GIVEN EXERCISE »
Below is a listing; write it out exactly and drop any images from it.

Stored dataset items:
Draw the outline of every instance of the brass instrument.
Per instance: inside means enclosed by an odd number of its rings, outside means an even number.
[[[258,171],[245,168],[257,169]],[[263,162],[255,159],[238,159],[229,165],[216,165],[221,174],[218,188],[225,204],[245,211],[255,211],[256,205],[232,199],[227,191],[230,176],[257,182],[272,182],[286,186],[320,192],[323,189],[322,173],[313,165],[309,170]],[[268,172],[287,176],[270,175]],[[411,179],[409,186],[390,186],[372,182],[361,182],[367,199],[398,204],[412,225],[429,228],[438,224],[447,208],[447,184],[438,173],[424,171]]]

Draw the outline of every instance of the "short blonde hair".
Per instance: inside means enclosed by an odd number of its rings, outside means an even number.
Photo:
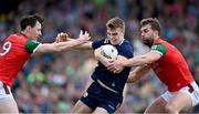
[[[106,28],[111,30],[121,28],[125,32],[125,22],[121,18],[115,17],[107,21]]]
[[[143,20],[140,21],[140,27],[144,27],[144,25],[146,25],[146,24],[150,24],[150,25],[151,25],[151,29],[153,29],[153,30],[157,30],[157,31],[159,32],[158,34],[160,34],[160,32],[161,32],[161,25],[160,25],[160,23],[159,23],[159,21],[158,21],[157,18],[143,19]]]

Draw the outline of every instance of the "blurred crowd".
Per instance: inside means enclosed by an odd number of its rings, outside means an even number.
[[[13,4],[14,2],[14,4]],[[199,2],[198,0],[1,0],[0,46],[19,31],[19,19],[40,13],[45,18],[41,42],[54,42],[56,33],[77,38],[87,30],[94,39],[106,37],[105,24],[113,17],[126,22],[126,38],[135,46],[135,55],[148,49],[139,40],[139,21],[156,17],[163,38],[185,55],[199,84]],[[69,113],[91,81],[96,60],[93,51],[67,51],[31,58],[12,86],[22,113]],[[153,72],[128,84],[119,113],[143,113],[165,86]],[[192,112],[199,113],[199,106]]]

EXERCISE RESPONSE »
Draw the outline of every instance of the brass instrument.
Per instance: inside means enclosed by an odd number of its rings, outside means an even number.
[[[258,171],[245,168],[257,169]],[[263,162],[255,159],[238,159],[229,165],[216,165],[221,174],[218,188],[225,204],[245,211],[255,211],[256,205],[232,199],[227,191],[230,176],[257,182],[272,182],[286,186],[320,192],[323,189],[322,173],[313,165],[309,170]],[[268,172],[287,176],[270,175]],[[411,179],[409,186],[390,186],[372,182],[361,182],[367,199],[398,204],[412,225],[429,228],[438,224],[447,208],[447,184],[438,173],[424,171]]]

Draw the outline of every instance of the "short blonde hair".
Per instance: inside means enclosed by an odd number of its rings, outside means an even number.
Photo:
[[[106,28],[111,30],[121,28],[125,32],[125,22],[121,18],[115,17],[107,21]]]
[[[143,20],[140,21],[140,27],[144,27],[144,25],[146,25],[146,24],[150,24],[150,25],[151,25],[151,29],[153,29],[153,30],[157,30],[157,31],[159,32],[158,34],[160,34],[160,32],[161,32],[161,25],[160,25],[160,23],[159,23],[159,21],[158,21],[157,18],[143,19]]]

Draw the outline of every instance of the "blurred crowd".
Per instance: inside means enclosed by an odd number of its rings, outside means an even number.
[[[13,4],[14,2],[14,4]],[[199,2],[198,0],[1,0],[0,46],[19,31],[19,19],[40,13],[45,18],[41,42],[54,42],[56,33],[77,38],[87,30],[94,39],[106,37],[105,24],[113,17],[126,22],[126,38],[135,46],[135,55],[148,49],[139,40],[139,21],[156,17],[163,38],[185,55],[199,84]],[[69,113],[91,81],[96,60],[93,51],[67,51],[31,58],[12,86],[22,113]],[[153,72],[128,84],[119,113],[143,113],[165,86]],[[192,112],[199,113],[199,106]]]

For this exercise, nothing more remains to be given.